> What to produce
Collect every line in the rows below that contains the word "soil", copying each one in full.

> Dataset content

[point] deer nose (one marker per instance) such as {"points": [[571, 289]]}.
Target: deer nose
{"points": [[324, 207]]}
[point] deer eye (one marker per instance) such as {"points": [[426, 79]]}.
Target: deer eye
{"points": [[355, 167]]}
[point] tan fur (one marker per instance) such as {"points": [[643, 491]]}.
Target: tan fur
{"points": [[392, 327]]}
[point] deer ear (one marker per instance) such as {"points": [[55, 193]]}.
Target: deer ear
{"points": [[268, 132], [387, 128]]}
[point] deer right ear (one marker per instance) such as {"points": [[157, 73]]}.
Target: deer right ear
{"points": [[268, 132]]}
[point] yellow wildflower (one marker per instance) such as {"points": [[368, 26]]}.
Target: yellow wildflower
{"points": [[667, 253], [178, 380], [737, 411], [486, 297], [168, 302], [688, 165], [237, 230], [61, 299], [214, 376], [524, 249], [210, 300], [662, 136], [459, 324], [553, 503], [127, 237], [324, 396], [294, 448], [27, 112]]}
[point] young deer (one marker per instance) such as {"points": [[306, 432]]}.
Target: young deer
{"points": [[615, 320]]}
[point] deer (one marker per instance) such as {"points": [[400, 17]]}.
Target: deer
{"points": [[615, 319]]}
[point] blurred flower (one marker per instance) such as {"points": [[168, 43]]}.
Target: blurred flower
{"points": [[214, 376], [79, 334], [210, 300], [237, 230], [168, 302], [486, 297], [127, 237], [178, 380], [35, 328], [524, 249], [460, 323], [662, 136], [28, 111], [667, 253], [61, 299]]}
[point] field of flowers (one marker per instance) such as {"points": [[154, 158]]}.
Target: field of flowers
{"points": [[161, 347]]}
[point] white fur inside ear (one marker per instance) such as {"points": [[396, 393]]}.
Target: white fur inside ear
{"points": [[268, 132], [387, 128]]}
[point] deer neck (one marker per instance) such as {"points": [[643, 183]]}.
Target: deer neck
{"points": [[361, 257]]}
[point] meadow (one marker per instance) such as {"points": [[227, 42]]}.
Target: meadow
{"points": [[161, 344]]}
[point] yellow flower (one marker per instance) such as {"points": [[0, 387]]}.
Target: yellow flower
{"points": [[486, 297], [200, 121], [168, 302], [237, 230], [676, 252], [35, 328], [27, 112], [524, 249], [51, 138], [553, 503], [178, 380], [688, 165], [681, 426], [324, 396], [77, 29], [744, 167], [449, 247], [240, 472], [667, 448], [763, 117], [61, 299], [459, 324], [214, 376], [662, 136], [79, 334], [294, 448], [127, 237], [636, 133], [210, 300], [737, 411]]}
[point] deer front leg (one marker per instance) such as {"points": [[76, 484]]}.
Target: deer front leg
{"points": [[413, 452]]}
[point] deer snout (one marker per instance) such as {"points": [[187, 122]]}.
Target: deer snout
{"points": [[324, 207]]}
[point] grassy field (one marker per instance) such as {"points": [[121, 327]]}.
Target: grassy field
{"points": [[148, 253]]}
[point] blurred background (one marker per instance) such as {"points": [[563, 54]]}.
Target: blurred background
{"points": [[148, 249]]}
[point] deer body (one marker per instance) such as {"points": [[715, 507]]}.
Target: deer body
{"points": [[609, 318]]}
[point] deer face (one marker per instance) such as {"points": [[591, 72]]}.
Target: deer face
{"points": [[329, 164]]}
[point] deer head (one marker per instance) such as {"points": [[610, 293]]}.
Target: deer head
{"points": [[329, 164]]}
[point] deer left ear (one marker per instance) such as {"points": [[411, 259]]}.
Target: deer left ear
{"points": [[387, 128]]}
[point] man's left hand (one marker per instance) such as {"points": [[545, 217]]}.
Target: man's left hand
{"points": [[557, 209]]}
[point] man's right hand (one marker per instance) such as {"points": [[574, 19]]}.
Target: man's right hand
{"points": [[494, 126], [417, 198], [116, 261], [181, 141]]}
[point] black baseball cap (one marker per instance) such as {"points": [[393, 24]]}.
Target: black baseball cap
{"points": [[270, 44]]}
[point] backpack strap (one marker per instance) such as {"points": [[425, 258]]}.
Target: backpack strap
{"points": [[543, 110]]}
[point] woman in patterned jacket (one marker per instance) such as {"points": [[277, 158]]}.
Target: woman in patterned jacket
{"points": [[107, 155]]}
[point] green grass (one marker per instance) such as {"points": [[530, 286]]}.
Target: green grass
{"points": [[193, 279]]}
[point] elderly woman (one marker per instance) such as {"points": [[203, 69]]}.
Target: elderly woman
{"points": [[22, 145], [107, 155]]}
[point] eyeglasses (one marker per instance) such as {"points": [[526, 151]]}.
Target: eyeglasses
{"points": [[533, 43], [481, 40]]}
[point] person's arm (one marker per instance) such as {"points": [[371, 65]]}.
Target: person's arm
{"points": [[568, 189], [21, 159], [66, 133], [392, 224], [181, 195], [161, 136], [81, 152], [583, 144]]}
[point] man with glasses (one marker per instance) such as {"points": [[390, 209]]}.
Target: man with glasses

...

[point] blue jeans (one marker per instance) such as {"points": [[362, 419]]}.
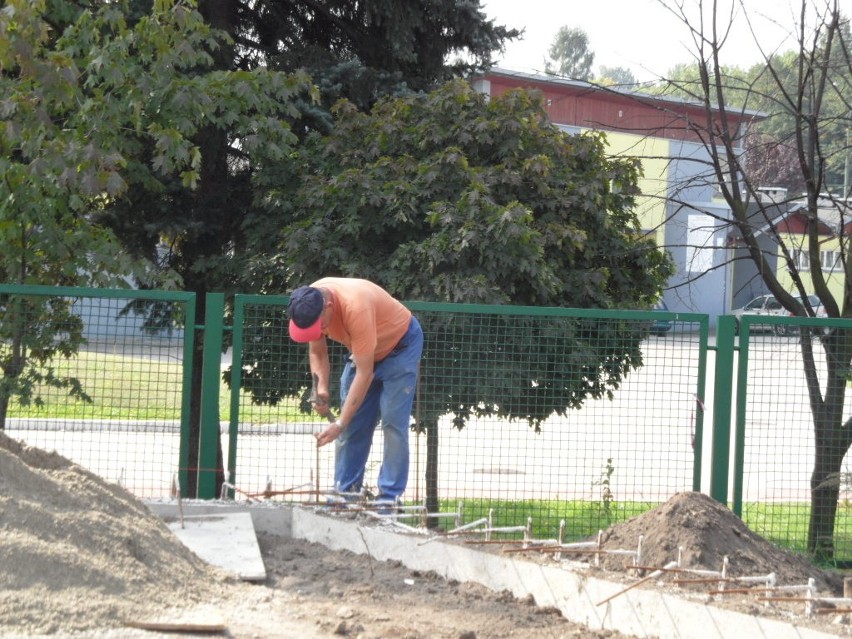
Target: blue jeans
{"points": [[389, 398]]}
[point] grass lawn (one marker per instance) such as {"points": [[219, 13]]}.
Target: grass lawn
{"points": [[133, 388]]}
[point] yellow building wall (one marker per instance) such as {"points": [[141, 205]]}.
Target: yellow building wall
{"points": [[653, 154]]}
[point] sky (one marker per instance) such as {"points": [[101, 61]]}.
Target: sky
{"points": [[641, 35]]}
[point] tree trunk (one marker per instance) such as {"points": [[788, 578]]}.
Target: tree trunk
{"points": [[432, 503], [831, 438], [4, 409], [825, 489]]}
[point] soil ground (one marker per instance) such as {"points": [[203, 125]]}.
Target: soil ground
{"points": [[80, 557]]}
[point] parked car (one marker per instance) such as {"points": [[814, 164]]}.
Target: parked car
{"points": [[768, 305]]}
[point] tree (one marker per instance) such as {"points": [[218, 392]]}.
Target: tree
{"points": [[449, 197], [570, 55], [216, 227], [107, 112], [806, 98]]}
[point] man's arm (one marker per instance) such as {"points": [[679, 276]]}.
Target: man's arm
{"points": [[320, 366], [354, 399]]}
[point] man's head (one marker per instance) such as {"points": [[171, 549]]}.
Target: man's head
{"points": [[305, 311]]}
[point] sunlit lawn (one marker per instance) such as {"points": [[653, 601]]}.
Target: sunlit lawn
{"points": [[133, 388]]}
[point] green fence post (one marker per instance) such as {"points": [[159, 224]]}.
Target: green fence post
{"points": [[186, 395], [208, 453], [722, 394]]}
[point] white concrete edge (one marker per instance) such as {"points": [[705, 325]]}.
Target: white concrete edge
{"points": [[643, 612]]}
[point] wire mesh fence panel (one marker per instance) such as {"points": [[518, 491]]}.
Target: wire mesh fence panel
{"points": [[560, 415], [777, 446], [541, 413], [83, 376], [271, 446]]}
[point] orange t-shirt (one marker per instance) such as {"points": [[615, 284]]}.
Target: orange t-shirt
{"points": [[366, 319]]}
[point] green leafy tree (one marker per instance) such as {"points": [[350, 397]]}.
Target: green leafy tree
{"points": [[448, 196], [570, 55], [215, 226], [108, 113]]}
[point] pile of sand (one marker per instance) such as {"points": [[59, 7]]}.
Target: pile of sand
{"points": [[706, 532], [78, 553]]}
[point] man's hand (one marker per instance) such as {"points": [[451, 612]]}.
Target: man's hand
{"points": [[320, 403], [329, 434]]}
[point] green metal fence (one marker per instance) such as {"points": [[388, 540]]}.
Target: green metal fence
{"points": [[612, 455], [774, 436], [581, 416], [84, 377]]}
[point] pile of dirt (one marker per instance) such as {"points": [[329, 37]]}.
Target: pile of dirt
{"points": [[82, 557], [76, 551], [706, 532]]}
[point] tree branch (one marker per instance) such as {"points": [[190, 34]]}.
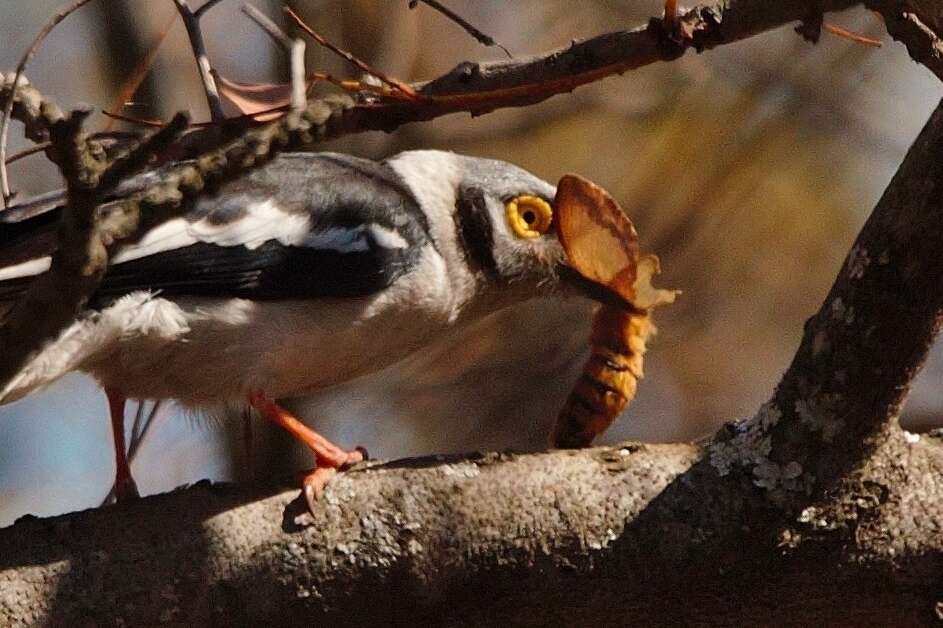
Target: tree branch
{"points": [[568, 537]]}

> Completed exercise
[point] soil ground (one marker per instance) such as {"points": [[203, 125]]}.
Target: soil ground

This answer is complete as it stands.